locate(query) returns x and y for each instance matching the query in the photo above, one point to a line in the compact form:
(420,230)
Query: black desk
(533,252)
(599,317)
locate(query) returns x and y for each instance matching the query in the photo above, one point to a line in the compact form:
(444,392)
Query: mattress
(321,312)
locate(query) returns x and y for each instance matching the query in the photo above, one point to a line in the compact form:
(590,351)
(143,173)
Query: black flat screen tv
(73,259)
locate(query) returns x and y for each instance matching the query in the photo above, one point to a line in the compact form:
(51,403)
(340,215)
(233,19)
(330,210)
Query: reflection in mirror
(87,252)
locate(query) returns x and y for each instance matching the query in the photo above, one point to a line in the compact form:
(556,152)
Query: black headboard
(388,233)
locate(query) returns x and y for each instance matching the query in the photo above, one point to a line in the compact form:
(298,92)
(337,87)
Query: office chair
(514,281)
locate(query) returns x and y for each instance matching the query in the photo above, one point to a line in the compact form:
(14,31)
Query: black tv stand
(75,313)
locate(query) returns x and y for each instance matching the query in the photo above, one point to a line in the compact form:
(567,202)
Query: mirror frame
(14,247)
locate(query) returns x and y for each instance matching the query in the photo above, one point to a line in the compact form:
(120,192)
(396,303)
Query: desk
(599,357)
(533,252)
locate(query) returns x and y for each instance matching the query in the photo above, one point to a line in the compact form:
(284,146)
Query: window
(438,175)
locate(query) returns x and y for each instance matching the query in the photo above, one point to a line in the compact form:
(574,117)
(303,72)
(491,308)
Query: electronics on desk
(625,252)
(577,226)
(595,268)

........

* _SHORT EXERCISE_
Reproduce all of the material above verbatim, line by line and in its original order.

* _ANSWER FOR THE TASK_
locate(query) returns x and y for each instance matching the query in the photo above, one point to a line in the compact form:
(420,230)
Query: black desk
(533,252)
(599,317)
locate(query) returns x and y for each instance matching the query in the photo above, one point to a line in the compact form:
(444,392)
Query: mattress
(321,312)
locate(query) returns x and y for each instance matching the query in the photo above, one point to a line in the compact form:
(590,351)
(143,173)
Query: black flat screen tv
(73,259)
locate(query) returns x and y for each instance matching the query in the photo above, one point to a line in the compact form:
(51,403)
(340,215)
(233,19)
(330,210)
Query: reflection in mirror
(87,252)
locate(query) returns x and y for each instance matching the query in the photo above, one point to a line in the compact form:
(556,152)
Query: black headboard
(388,233)
locate(query) returns x and y for each instance matching the query in the photo above, one point to a line in the compact form:
(298,92)
(337,87)
Query: office chair
(514,281)
locate(query) returns x and y for each instance matching the query in the photo above, one point to a line in the compact form:
(14,31)
Query: black tv stand
(75,313)
locate(query) returns x and y for each instance matching the query in the photo above, one point to a line in the compact form:
(567,202)
Query: mirror frame
(14,247)
locate(query) returns x and y for each instance matching the query in the photo above, one point to a line in the compact form:
(120,192)
(396,303)
Query: desk
(599,357)
(533,252)
locate(query) returns x and y for each instance matching the query in the photo above, one point to a line in the compact form:
(284,146)
Query: window
(438,175)
locate(query) returns x and y for each instance matching the query in the photo above, one point to a line in the compact form:
(574,117)
(303,72)
(491,308)
Query: electronics on desk
(625,252)
(577,226)
(595,268)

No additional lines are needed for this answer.